### Elenco attività
1: Rispondi a queste domande sul testo sulle frane:
(a) Come sono nati molti laghi di montagna?
(b) Quanta pioggia è caduta e in quante ore?
(c) Fino a quando l'uomo era molto più attento al proprio territorio?
2: Trascrivi senza modifiche il passo del testo sulle frane che va da "Si riferisce all’abusivismo?" a "di portata inedita.".

### Testo selezionato
Molti laghi di montagna sono nati perché una grande frana ha sbarrato la valle creando il bacino che conosciamo; nessun danno se non ci sono costruzioni investite. Non bisogna costruire in zone soggette a fenomeni franosi. Poi bisogna dire che tutto viene amplificato da quello che l’uomo fa su questi territori: costruiamo edifici caricando il terreno là dove a volte non dovremmo.
Si riferisce all’abusivismo?
Non necessariamente. Ogni territorio ha caratteristiche idrogeologiche che vanno rispettate. Infine l’incuria. Fino alla prima metà del secolo scorso l’uomo era molto più attento al proprio territorio. Oggi invece c’è un abbandono pressoché completo delle zone non prettamente edificabili.
Sono caduti 126 mm di pioggia in 6 ore. Non è mai piovuto così tanto negli ultimi 20 anni.
Questo è un altro elemento fuori discussione: il cambiamento climatico ha portato eventi più rari – come i prolungati periodi di siccità – ma molto più intensi. Lo stesso vale per le precipitazioni. L’acqua non fa in tempo a penetrare nel sottosuolo e crea fiumi improvvisati di portata inedita.
Quindi l’anomalia va ridimensionata?
Sì, nel senso che le anomalie stanno definendo una nuova normalità. Prima lo capiamo e meglio è. Dobbiamo ricalibrare il nostro intervento sul territorio prevedendo fenomeni di intensità ignota.
Non vale solo per quanto accaduto a Ischia, immagino.

### Dati forniti

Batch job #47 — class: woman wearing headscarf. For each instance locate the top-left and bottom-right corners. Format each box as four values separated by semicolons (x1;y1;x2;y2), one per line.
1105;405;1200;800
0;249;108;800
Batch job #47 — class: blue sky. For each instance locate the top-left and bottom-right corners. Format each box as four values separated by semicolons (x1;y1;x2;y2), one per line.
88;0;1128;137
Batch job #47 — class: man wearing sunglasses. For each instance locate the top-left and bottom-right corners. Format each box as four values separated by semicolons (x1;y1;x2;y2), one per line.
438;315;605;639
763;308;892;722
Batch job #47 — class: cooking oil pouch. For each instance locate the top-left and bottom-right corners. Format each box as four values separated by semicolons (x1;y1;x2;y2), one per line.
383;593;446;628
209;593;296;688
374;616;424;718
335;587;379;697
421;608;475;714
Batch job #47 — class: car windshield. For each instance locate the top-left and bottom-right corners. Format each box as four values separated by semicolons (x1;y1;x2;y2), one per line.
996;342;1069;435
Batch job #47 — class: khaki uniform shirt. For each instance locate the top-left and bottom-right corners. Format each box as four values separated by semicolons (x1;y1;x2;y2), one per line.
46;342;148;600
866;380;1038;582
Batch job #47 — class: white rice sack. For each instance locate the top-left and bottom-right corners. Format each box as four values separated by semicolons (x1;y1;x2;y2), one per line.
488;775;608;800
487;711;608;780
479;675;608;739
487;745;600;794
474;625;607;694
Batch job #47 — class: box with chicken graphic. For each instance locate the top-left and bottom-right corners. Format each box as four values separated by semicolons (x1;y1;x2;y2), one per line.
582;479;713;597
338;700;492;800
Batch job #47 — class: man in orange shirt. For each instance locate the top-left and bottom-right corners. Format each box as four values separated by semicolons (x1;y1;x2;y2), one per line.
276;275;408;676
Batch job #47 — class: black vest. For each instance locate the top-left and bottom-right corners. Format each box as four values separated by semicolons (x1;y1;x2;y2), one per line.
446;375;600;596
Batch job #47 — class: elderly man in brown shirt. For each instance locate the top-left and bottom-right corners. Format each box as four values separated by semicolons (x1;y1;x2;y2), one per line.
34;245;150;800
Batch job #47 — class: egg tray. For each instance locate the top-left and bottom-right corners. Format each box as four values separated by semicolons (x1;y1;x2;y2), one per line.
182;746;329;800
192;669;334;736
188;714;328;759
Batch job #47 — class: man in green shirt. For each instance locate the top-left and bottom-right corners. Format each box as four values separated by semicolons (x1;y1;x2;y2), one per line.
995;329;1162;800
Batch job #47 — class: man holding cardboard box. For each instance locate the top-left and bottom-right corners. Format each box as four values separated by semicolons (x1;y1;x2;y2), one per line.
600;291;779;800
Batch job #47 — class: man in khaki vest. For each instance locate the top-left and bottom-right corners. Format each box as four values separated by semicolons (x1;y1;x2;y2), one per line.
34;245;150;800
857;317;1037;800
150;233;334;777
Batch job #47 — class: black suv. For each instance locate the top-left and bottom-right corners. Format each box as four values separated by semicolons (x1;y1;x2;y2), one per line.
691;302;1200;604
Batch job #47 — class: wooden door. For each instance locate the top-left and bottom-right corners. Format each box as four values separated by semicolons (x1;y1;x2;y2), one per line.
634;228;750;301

### Risposte ai compiti
1:
(a) Sono nati perché una grande frana ha sbarrato la valle, creando il bacino.
(b) Sono caduti 126 mm di pioggia in 6 ore.
(c) Fino alla prima metà del secolo scorso.

2:
Si riferisce all’abusivismo?
Non necessariamente. Ogni territorio ha caratteristiche idrogeologiche che vanno rispettate. Infine l’incuria. Fino alla prima metà del secolo scorso l’uomo era molto più attento al proprio territorio. Oggi invece c’è un abbandono pressoché completo delle zone non prettamente edificabili.
Sono caduti 126 mm di pioggia in 6 ore. Non è mai piovuto così tanto negli ultimi 20 anni.
Questo è un altro elemento fuori discussione: il cambiamento climatico ha portato eventi più rari – come i prolungati periodi di siccità – ma molto più intensi. Lo stesso vale per le precipitazioni. L’acqua non fa in tempo a penetrare nel sottosuolo e crea fiumi improvvisati di portata inedita.